### [Provided data]
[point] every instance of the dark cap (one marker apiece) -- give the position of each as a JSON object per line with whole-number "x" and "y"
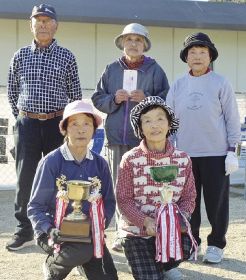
{"x": 43, "y": 10}
{"x": 198, "y": 39}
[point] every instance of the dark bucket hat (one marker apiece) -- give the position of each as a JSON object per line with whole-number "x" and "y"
{"x": 149, "y": 101}
{"x": 44, "y": 10}
{"x": 198, "y": 39}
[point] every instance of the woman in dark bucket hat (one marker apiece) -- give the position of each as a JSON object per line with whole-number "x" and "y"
{"x": 123, "y": 84}
{"x": 209, "y": 131}
{"x": 198, "y": 39}
{"x": 138, "y": 195}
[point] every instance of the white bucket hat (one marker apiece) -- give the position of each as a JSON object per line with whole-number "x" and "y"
{"x": 77, "y": 107}
{"x": 133, "y": 28}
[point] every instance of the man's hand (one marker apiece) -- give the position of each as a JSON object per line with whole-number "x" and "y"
{"x": 137, "y": 95}
{"x": 231, "y": 163}
{"x": 121, "y": 95}
{"x": 149, "y": 224}
{"x": 42, "y": 242}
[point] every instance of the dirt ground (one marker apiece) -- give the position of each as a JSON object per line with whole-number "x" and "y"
{"x": 26, "y": 264}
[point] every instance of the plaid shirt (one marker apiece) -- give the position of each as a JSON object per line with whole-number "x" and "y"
{"x": 43, "y": 80}
{"x": 138, "y": 194}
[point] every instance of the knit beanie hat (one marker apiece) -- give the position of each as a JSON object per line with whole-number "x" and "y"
{"x": 198, "y": 39}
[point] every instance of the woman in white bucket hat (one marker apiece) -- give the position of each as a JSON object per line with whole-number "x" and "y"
{"x": 123, "y": 84}
{"x": 49, "y": 203}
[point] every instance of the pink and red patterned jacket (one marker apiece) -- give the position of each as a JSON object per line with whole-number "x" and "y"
{"x": 138, "y": 194}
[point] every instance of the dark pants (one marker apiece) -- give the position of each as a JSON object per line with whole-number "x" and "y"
{"x": 140, "y": 253}
{"x": 76, "y": 254}
{"x": 115, "y": 153}
{"x": 33, "y": 139}
{"x": 209, "y": 174}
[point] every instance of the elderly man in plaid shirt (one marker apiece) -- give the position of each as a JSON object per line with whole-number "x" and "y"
{"x": 43, "y": 78}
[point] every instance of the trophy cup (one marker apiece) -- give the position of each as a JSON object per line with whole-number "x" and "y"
{"x": 165, "y": 174}
{"x": 75, "y": 227}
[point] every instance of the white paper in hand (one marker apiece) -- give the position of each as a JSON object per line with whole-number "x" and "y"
{"x": 130, "y": 80}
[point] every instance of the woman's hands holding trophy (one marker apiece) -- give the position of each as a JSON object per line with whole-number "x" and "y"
{"x": 149, "y": 224}
{"x": 54, "y": 235}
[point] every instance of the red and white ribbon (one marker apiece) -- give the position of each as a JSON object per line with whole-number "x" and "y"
{"x": 61, "y": 207}
{"x": 194, "y": 246}
{"x": 98, "y": 226}
{"x": 168, "y": 234}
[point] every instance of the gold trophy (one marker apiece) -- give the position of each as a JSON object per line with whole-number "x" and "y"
{"x": 75, "y": 227}
{"x": 165, "y": 174}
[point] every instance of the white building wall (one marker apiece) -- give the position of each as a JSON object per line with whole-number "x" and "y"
{"x": 93, "y": 46}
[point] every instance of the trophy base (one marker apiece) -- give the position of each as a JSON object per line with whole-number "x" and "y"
{"x": 68, "y": 238}
{"x": 75, "y": 230}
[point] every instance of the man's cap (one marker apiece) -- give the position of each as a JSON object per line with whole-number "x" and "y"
{"x": 44, "y": 10}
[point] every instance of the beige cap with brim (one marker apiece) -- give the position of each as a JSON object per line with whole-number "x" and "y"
{"x": 133, "y": 28}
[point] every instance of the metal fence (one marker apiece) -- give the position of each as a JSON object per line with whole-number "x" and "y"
{"x": 7, "y": 163}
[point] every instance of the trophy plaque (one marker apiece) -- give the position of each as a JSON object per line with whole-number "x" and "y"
{"x": 75, "y": 227}
{"x": 165, "y": 174}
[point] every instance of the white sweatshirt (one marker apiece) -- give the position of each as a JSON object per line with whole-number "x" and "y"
{"x": 207, "y": 109}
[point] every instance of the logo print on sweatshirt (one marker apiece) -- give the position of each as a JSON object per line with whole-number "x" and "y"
{"x": 195, "y": 101}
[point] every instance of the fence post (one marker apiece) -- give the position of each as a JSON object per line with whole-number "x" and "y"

### [Exercise goal]
Return, without any change, the entries above from the line containing "[point] every instance of the woman's" through the end of the entries, including both of those lines.

### [Response to this exercise]
[point] every instance of the woman's hands holding trophy (one marker apiece) -- give the position of each as a JSON object per line with whole-number "x" and "y"
{"x": 149, "y": 224}
{"x": 54, "y": 235}
[point] every instance of the red and white ribbon (one marker apiece) -- give the position of each as a JSON object per line with whole-number "x" and "y"
{"x": 61, "y": 207}
{"x": 194, "y": 246}
{"x": 98, "y": 226}
{"x": 168, "y": 234}
[point] every instance of the gold trophy (one marker apiece) -- give the position of each as a JSON object per line with whole-number "x" and "y"
{"x": 75, "y": 227}
{"x": 165, "y": 174}
[point] every instance of the white building wall (one marker apiece) -- give the position of each as a JSON object per line with whole-number "x" and "y"
{"x": 93, "y": 46}
[point] every instance of the trophy base (one marker apiece) -- give the position of each as a JSON object per line with whole-number "x" and "y"
{"x": 68, "y": 238}
{"x": 75, "y": 230}
[point] every instance of the man's cap (one marker apiece) -- give the position of each as a JSON object per line with whole-number "x" and "y"
{"x": 44, "y": 10}
[point] every instance of the beige cap with brim (one marker apiece) -- give the position of each as a JSON object per line with whole-number "x" and "y"
{"x": 133, "y": 28}
[point] every instance of the metal fence (one marker apiece) -- give the position of each as a JSON object per line with whole-number "x" and "y"
{"x": 7, "y": 163}
[point] every instance of the trophy plaque (one marker apiece) -- give the position of each as a JSON object per line with whole-number "x" and "y"
{"x": 75, "y": 227}
{"x": 165, "y": 174}
[point] every instance of the white sweatshirt (one marker apiece) -- give the position of each as a JSON object per line with whole-number "x" and "y"
{"x": 207, "y": 109}
[point] every instance of the logo print on sweatshirt (one marker apiece) -- give the position of each as a JSON object per line with whole-number "x" and "y"
{"x": 195, "y": 101}
[point] every instance of the fence post (one marker apiece) -- give the position of each as a JSON object per line with whole-number "x" and "y"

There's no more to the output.